**Provided passage**:
──────────────────────────────
The Misrepresentation Event

  1. [51]
    This “Event” is addressed at Reasons paragraphs [50] to [71].
  2. [52]
    Before turning to the basis upon which the Member reached such conclusions, we will address the issue of whether s 212 of the Property Occupations Act 2014 (“the POA”) (referred to by the Member at Reasons [53]) was the relevant provision for consideration.  In our view, it was not. As noted above, we consider that the operative provisions were those governed by PAMDA.  Pursuant to s 470(1) of PAMDA, a person may make a claim against the fund if the person suffers financial loss because of the happening of specified events, the relevant one in this case being a contravention of s 574.
  3. [53]
    Pursuant to s 574(1) a licensee (or registered employee) must not represent in any way to someone else anything that is false or misleading in relation to the letting, exchange or sale of property. Subsection (3) provides that, without limiting subsection (1) or (2), a representation is taken, for the subsection, to be false and misleading if it would reasonably tend to lead to a belief in the existence of a state of affairs that does not in fact exist, whether or not the representation indicates that that state of affairs does exist.
──────────────────────────────
**Dataset excerpt**:
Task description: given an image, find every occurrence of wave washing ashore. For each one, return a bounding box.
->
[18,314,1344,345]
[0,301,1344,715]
──────────────────────────────
**Tasks to perform**:
a: Write out everything in the Misrepresentation Event passage from "The Misrepresentation Event" down to "contravention of s 574.".
b: Carry on the Misrepresentation Event passage from where it stops.
The material plays no part in the work here.

**Answers for this exercise**:
a:
The Misrepresentation Event

  1. [51]
    This “Event” is addressed at Reasons paragraphs [50] to [71].
  2. [52]
    Before turning to the basis upon which the Member reached such conclusions, we will address the issue of whether s 212 of the Property Occupations Act 2014 (“the POA”) (referred to by the Member at Reasons [53]) was the relevant provision for consideration.  In our view, it was not. As noted above, we consider that the operative provisions were those governed by PAMDA.  Pursuant to s 470(1) of PAMDA, a person may make a claim against the fund if the person suffers financial loss because of the happening of specified events, the relevant one in this case being a contravention of s 574.

b:
  4. [54]
    However, the language of s 212 of the POA is analogous to the language contained in s 574 of PAMDA.  In our view, there is no basis for concluding that a different outcome could be reached in relation to s 574 as would be reached in relation to s 212.
  5. [55]
    The Member identified the following misrepresentation (as alleged by the Applicants):[18]
    1. the property for sale was unique (the first alleged representation);
    2. the acquisition of the property could be achieved with a payment of only 1% of the purchase price (the second alleged representation);
    3. the Agent would look after the Applicants’ interests as paramount in relation to the purchase (the third alleged representation);
    4. the Applicants would not be obliged to do or contribute anything further towards the completion of the purchase of the property (because the Agent would take care of everything for them) (the fourth alleged representation); and
    5. the liability of the Applicants in any event was limited to the Applicants’ upfront payment of 1% of the purchase price (the fifth alleged representation).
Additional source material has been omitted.